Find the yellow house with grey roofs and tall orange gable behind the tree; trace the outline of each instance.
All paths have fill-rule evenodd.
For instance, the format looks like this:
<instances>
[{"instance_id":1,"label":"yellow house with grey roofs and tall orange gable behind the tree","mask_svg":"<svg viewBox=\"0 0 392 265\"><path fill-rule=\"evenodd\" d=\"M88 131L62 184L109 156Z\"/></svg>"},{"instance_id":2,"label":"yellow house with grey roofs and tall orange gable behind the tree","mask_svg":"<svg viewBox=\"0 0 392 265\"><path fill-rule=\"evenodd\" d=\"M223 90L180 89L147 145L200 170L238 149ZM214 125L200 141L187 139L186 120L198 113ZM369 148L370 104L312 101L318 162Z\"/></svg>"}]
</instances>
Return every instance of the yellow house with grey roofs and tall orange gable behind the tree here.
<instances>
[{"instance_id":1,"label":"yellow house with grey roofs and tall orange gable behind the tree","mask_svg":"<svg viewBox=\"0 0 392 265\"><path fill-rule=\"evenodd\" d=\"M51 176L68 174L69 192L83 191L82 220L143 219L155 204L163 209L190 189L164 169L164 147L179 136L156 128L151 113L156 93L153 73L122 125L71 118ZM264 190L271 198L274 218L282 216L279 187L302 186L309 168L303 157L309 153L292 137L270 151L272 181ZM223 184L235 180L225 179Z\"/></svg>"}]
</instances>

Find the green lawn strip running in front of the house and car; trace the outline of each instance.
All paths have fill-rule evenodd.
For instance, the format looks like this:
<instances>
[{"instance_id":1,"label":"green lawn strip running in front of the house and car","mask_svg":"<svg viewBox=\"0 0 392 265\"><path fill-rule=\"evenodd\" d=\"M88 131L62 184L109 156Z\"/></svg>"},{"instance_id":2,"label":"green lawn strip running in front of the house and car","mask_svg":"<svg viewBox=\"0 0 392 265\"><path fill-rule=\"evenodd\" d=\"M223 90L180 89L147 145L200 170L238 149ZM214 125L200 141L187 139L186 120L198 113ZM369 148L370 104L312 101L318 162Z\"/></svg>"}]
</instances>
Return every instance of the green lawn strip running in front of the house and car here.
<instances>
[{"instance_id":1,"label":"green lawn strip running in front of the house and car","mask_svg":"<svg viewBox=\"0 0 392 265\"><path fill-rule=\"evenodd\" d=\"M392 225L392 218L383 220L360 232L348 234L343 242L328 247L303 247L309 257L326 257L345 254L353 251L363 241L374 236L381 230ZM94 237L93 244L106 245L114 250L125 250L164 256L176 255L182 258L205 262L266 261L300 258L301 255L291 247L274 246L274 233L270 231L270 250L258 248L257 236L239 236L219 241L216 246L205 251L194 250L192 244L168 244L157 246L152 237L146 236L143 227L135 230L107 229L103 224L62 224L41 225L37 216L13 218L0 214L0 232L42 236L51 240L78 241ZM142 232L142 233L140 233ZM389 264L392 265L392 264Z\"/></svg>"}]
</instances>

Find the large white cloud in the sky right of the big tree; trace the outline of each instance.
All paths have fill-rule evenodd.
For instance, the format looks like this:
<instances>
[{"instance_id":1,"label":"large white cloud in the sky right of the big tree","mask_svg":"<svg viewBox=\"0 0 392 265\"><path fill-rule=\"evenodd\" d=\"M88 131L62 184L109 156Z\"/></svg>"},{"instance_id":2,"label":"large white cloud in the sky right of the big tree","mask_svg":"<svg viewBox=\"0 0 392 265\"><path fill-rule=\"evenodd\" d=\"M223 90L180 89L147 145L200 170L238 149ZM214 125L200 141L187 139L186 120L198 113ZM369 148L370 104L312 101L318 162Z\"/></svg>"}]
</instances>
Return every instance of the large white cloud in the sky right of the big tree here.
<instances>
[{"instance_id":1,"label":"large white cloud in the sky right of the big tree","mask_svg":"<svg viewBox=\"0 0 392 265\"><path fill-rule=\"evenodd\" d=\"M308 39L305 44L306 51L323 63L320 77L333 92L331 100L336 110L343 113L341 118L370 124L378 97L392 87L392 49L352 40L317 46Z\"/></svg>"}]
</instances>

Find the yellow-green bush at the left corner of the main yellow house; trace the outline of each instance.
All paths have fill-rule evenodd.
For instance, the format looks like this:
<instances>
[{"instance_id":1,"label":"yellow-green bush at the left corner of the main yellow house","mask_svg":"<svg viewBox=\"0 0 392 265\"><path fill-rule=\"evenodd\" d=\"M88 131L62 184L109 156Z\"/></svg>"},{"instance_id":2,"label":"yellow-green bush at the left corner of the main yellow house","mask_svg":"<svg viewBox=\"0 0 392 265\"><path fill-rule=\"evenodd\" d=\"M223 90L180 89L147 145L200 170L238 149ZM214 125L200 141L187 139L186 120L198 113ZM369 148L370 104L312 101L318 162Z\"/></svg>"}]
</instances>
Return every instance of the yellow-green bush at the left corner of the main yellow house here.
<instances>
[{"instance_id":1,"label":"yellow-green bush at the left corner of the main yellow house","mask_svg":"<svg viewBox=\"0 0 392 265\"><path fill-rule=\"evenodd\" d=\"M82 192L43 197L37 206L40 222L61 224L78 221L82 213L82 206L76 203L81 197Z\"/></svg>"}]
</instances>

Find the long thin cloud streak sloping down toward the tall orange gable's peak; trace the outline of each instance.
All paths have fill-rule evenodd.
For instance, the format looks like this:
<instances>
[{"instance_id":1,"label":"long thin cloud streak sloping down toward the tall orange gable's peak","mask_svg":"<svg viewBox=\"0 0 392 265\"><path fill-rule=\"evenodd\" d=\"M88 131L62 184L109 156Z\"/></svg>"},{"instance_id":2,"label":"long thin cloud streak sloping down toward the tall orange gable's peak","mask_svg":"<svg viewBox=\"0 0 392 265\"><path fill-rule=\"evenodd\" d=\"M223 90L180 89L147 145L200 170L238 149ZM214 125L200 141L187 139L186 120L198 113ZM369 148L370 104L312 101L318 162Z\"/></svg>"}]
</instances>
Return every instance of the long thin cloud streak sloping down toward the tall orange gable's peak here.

**ASSIGNED TASK:** Lines that hold "peak" are the ones to copy, so pick each out from the data.

**RESPONSE AREA:**
Find the long thin cloud streak sloping down toward the tall orange gable's peak; trace the outline of each instance.
[{"instance_id":1,"label":"long thin cloud streak sloping down toward the tall orange gable's peak","mask_svg":"<svg viewBox=\"0 0 392 265\"><path fill-rule=\"evenodd\" d=\"M88 131L62 184L109 156Z\"/></svg>"},{"instance_id":2,"label":"long thin cloud streak sloping down toward the tall orange gable's peak","mask_svg":"<svg viewBox=\"0 0 392 265\"><path fill-rule=\"evenodd\" d=\"M223 90L180 89L147 145L200 170L238 149ZM214 125L200 141L187 139L186 120L198 113ZM369 148L370 104L312 101L318 162Z\"/></svg>"}]
Return every instance of the long thin cloud streak sloping down toward the tall orange gable's peak here.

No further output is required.